**WHAT TO PRODUCE:** Filter this material down to the lines that hold "jeans", copying each one.

DATA EXCERPTS Block Start

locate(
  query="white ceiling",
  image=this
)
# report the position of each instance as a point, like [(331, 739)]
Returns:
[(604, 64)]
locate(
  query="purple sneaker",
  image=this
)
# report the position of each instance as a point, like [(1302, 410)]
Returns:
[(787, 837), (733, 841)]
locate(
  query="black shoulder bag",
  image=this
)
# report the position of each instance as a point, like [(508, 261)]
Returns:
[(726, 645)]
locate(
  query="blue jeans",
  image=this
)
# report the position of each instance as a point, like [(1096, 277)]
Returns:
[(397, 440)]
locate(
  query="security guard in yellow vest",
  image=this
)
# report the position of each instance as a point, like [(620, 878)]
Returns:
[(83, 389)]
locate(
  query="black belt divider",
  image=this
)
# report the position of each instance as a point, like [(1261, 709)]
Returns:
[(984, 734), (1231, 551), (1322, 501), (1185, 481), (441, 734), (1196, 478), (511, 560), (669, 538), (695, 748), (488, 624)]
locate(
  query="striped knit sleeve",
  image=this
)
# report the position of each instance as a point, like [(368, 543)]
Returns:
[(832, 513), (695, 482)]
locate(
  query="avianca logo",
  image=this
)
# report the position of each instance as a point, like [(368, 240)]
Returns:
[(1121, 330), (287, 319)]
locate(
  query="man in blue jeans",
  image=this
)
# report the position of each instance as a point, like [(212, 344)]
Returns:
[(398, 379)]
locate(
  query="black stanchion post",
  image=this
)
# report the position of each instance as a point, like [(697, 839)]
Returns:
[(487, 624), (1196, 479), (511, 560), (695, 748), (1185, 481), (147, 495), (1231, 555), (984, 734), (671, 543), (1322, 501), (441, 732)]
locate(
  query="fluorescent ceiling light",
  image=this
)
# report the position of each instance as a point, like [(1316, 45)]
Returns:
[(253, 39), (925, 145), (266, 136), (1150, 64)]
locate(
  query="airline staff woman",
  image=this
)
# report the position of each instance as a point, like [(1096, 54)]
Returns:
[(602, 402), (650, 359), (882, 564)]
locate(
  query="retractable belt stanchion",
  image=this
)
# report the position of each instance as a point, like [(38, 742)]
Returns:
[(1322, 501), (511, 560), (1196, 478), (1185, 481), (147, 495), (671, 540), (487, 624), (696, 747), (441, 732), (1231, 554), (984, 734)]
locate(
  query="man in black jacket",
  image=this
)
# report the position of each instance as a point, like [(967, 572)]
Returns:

DATA EXCERPTS Block End

**EXERCISE RESULT:**
  query="blue jeans",
  query="man in blue jeans",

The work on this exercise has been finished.